──────── Records

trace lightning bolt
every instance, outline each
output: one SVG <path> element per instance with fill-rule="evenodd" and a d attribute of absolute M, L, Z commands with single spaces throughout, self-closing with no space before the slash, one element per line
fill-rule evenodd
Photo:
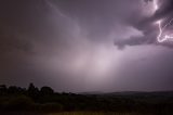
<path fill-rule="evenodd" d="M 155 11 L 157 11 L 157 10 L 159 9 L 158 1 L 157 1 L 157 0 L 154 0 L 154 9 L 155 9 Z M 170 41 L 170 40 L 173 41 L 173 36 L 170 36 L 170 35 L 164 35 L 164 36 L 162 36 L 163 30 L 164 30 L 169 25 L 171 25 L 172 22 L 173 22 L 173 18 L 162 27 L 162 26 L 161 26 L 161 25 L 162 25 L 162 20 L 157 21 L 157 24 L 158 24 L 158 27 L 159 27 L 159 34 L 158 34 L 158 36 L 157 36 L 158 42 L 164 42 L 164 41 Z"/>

────────────────
──────── Records

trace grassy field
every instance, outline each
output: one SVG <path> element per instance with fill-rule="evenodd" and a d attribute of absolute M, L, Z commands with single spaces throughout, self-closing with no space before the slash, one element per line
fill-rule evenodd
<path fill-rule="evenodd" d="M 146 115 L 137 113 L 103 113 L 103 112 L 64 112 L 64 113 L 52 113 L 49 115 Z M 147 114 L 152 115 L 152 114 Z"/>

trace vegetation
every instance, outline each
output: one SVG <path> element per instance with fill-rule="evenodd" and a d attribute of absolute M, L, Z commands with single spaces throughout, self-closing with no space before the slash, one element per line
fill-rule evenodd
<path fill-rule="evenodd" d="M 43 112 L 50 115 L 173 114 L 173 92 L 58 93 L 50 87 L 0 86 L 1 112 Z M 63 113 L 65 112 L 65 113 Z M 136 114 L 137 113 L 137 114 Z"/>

────────────────

* _What is asked_: Can you output the material starting at the line containing "trace grassy field" and ending at the line containing "43 112 L 50", both included, as a two-column CSV with the headers instruction and output? Give one row per entry, with each field in double quotes and line breaks replaced by spaces.

* _Solution for this task_:
instruction,output
"trace grassy field every instance, outline each output: one SVG <path> element per instance with fill-rule=""evenodd"" and a d attribute of absolute M, L, Z commands with single spaces throughout, self-closing with no space before the slash, one element per line fill-rule evenodd","<path fill-rule=""evenodd"" d=""M 146 115 L 137 113 L 103 113 L 103 112 L 64 112 L 64 113 L 52 113 L 49 115 Z M 147 114 L 152 115 L 152 114 Z""/>"
"trace vegetation every instance, outline each output: one SVG <path> element per instance with fill-rule=""evenodd"" and a d attribute of absolute M, L, Z commands with single spaces throughout, self-closing with no space before the slash, one element per line fill-rule evenodd","<path fill-rule=""evenodd"" d=""M 43 112 L 50 115 L 173 114 L 173 92 L 58 93 L 50 87 L 0 86 L 1 112 Z M 63 113 L 65 112 L 65 113 Z M 136 114 L 137 113 L 137 114 Z""/>"